*Selected passage*.
Stickley v. Byrd et al
ORDER denying 49 Motion for Summary Judgment. Signed by Judge D. P. Marshall Jr. on 3/1/12. (kpr)
IN THE UNITED STATES DISTRICT COURT
EASTERN DISTRICT OF ARKANSAS
KARL BYRD, Sheriff, Faulkner County,
Arkansas; TORLING, Officer; ANDREWS,
Lt.; ANDREWS, Officer; CHILDS, Officer;
BOBBY BROWN, Major; and JOHN RANDALL,
Captain, Faulkner County Detention Center
The Defendants' motion for summary judgment, Document No. 49, is
denied. The law enforcement officials point to the Faulkner County Detention
Center's policy of allowing inmates one roll of toilet paper per week. They
say that if an inmate runs out, then he can get another roll; and they argue
that, as a matter of law, these circumstances pass constitutional muster. But
Stickley says this is not the way things worked in practice. One testifying
officer agreed. This evidence indicates that the practice was one roll a week,
no more, no matter what. The record thus presents a genuine dispute of
material fact on the merits, a dispute that precludes judgment as a matter of
R. CN. P. 56(a).
Nor are the Defendants entitled to qualified immunity. First, there are
material disputes of fact about the jail's policy and practice. Second, pretrial
detainees (like Stickley) have clearly established constitutional rights to basic
human dignity, reasonably adequate sanitation and personal hygiene, and at
least the minimal civilized measures of life's necessities. See, e.g., Morris v.
Zefferi, 601 F.3d 805, 809, 812 (8th Cir. 2010); Owens v. Scott County Jail, 328
F.3d 1026, 1027 (8th Cir. 2003); Howard v. Adkison, 887 F.2d 134, 137 (8th Cir.

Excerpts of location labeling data
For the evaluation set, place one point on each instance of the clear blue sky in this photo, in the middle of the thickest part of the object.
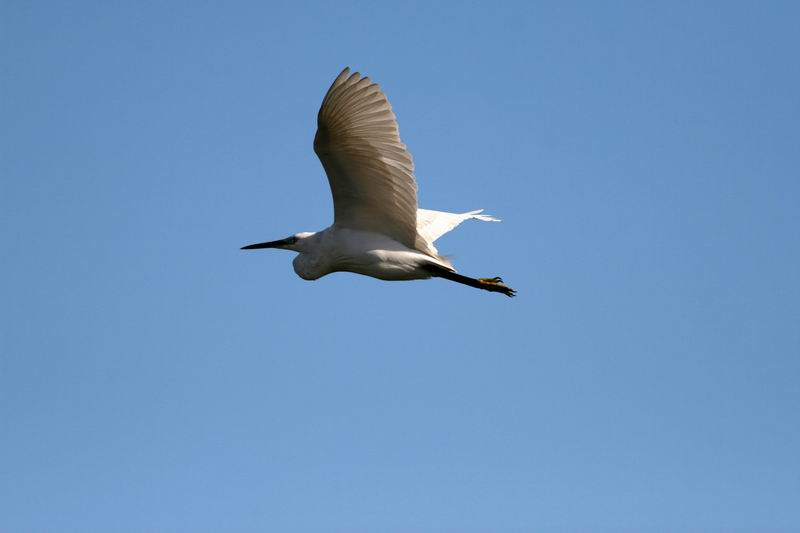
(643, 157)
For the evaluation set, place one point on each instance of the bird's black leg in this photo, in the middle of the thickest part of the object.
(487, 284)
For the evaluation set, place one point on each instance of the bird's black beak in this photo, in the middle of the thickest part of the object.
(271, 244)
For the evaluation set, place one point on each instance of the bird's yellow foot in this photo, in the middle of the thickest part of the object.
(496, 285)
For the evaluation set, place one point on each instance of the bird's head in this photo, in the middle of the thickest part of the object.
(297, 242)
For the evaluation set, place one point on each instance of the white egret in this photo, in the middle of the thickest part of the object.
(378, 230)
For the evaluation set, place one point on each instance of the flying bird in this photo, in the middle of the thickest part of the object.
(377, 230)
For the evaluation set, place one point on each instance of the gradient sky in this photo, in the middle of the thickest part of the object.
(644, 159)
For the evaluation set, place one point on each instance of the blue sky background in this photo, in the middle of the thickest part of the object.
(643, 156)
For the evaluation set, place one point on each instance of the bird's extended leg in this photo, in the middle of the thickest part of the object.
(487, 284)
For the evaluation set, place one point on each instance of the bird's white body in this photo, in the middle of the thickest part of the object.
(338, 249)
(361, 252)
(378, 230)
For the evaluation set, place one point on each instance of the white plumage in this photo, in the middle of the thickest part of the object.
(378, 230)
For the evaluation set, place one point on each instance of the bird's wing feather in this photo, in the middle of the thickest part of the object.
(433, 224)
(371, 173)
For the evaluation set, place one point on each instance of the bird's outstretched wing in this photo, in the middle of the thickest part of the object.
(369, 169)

*Problems*.
(1) According to the order, how much toilet paper does the Faulkner County Detention Center's stated policy allow each inmate?
(2) Copy everything in the order from "Zefferi, 601 F.3d" down to "137 (8th Cir.", swapping "Scott County Jail" for "Polk County Jail".

*Results of the exercise*.
(1) One roll of toilet paper per week.

(2)
Zefferi, 601 F.3d 805, 809, 812 (8th Cir. 2010); Owens v. Polk County Jail, 328
F.3d 1026, 1027 (8th Cir. 2003); Howard v. Adkison, 887 F.2d 134, 137 (8th Cir.